* _Stated task_: Could you write out every one of the lines below, copying each character precisely?

* _Records for the exercise_:

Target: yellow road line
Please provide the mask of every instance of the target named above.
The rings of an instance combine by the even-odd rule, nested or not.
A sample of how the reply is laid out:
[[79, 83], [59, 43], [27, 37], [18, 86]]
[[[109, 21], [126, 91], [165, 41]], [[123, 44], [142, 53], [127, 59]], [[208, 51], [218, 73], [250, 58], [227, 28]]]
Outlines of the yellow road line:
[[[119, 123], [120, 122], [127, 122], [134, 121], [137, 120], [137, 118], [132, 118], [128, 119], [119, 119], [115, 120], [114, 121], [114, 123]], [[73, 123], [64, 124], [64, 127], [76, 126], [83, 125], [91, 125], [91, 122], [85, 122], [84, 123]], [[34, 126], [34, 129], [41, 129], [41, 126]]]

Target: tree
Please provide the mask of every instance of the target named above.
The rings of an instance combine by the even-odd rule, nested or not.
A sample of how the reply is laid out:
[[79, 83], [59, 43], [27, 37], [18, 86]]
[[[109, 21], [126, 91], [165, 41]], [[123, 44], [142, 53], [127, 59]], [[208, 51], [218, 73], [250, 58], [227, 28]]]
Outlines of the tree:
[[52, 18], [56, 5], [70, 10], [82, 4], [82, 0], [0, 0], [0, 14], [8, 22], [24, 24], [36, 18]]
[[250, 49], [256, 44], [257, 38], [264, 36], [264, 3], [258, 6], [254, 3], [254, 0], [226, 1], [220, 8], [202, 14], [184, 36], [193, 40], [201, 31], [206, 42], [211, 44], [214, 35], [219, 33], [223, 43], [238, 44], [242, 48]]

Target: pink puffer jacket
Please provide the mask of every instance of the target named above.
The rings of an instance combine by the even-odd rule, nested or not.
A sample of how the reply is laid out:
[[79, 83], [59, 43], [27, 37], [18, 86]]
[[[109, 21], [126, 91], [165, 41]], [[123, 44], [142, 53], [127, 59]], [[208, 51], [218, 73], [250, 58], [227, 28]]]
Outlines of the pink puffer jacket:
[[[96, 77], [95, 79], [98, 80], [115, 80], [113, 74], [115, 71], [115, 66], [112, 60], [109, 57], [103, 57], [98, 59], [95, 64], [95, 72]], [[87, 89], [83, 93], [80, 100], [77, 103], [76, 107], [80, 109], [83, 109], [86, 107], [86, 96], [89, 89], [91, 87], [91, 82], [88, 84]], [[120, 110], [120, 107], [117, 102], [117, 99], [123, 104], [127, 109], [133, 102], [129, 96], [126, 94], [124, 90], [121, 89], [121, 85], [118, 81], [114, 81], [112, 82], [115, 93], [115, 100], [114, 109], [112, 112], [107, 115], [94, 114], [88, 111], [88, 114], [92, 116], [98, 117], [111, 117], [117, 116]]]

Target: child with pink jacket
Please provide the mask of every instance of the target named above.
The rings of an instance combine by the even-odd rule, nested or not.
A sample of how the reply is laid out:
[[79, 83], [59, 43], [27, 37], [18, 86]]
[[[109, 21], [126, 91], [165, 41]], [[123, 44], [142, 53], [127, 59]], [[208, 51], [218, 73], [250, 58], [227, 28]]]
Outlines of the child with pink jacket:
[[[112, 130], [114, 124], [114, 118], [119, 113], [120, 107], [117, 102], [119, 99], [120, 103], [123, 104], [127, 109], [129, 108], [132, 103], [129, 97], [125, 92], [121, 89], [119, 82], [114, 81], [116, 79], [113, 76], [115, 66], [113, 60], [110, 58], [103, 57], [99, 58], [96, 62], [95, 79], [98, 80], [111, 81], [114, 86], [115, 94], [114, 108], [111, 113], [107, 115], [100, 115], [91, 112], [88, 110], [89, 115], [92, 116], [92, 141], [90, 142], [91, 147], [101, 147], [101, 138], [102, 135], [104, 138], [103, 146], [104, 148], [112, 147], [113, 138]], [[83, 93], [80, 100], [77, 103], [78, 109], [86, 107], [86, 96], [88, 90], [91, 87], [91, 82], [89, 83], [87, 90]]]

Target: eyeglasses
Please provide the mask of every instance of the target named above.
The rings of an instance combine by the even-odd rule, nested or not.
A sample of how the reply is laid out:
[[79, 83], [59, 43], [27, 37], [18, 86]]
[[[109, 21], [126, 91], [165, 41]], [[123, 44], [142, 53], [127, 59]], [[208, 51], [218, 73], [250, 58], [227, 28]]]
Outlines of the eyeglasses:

* _Result for this task_:
Target: yellow road line
Please provide the mask of every instance of the target named above.
The rings of an instance combine by the even-odd rule, nested or not.
A sample of how the reply is laid out:
[[79, 83], [59, 43], [27, 37], [18, 86]]
[[[109, 21], [126, 91], [165, 41]], [[123, 44], [142, 53], [127, 59]], [[208, 51], [218, 73], [250, 58], [227, 28]]]
Outlines of the yellow road line:
[[[119, 123], [120, 122], [127, 122], [134, 121], [137, 120], [137, 118], [132, 118], [128, 119], [119, 119], [115, 120], [114, 121], [114, 123]], [[73, 123], [64, 124], [64, 127], [76, 126], [83, 125], [91, 125], [91, 122], [85, 122], [84, 123]], [[34, 126], [34, 129], [41, 129], [41, 126]]]

Target: tree
Please provide the mask of every instance of the target named above.
The rings of an instance combine by the even-odd rule, nested or not.
A sample of how the reply is laid out:
[[79, 83], [59, 43], [27, 37], [18, 86]]
[[[109, 21], [126, 91], [165, 41]], [[123, 44], [142, 53], [127, 59]], [[208, 51], [218, 73], [250, 58], [227, 28]]]
Outlines of the tree:
[[52, 18], [56, 5], [70, 10], [82, 4], [82, 0], [0, 0], [0, 14], [8, 22], [24, 24], [36, 18]]
[[250, 49], [256, 44], [257, 38], [264, 36], [264, 3], [258, 6], [254, 3], [254, 0], [226, 1], [220, 8], [202, 14], [184, 36], [193, 40], [201, 31], [206, 42], [211, 44], [214, 35], [219, 33], [223, 43], [238, 44], [242, 48]]

Target: pink puffer jacket
Please provide the mask of every instance of the target named above.
The rings of an instance combine by the even-odd rule, nested or not.
A sample of how the reply is laid out:
[[79, 83], [59, 43], [27, 37], [18, 86]]
[[[109, 21], [126, 91], [165, 41]], [[123, 44], [142, 53], [127, 59]], [[208, 51], [218, 73], [250, 58], [227, 28]]]
Outlines of the pink puffer jacket:
[[[96, 77], [95, 79], [98, 80], [115, 80], [113, 74], [115, 71], [115, 66], [112, 60], [109, 57], [103, 57], [98, 59], [95, 64], [95, 72]], [[87, 89], [83, 93], [80, 100], [77, 103], [76, 107], [80, 109], [83, 109], [86, 107], [86, 96], [89, 89], [91, 87], [91, 82], [88, 84]], [[120, 110], [120, 107], [117, 102], [117, 99], [123, 104], [127, 109], [133, 102], [129, 96], [126, 94], [124, 90], [121, 89], [121, 85], [118, 81], [114, 81], [112, 82], [115, 93], [115, 100], [114, 109], [112, 112], [107, 115], [94, 114], [88, 111], [88, 114], [92, 116], [98, 117], [111, 117], [117, 116]]]

Target: child with pink jacket
Please provide the mask of every instance of the target named above.
The rings of an instance combine by the even-odd rule, nested or not.
A sample of how the reply is laid out:
[[79, 83], [59, 43], [27, 37], [18, 86]]
[[[109, 21], [126, 91], [165, 41]], [[123, 44], [142, 53], [127, 59]], [[208, 51], [218, 73], [250, 58], [227, 28]]]
Outlines of the child with pink jacket:
[[[112, 130], [114, 124], [114, 118], [119, 113], [120, 107], [117, 102], [119, 99], [120, 103], [123, 104], [127, 109], [129, 108], [132, 103], [129, 97], [125, 92], [121, 89], [119, 82], [114, 81], [116, 79], [113, 76], [115, 66], [113, 60], [110, 58], [103, 57], [99, 58], [96, 62], [95, 79], [98, 80], [111, 81], [114, 86], [115, 94], [114, 108], [111, 113], [107, 115], [100, 115], [91, 112], [88, 110], [89, 115], [92, 116], [92, 141], [90, 142], [91, 147], [101, 147], [101, 138], [102, 135], [104, 138], [103, 146], [104, 148], [112, 147], [113, 138]], [[83, 93], [80, 100], [77, 103], [78, 109], [86, 107], [86, 96], [88, 90], [91, 87], [91, 82], [89, 83], [87, 90]]]

Target: eyeglasses
Please provide the mask of every instance of the target named above.
The rings of an instance combine by the even-odd rule, nested or not.
A sample of how the reply is laid out:
[[79, 83], [59, 43], [27, 37], [18, 86]]
[[[109, 21], [126, 91], [165, 41]], [[123, 44], [142, 53], [127, 59]], [[208, 51], [218, 73], [250, 58], [227, 28]]]
Outlines of the eyeglasses:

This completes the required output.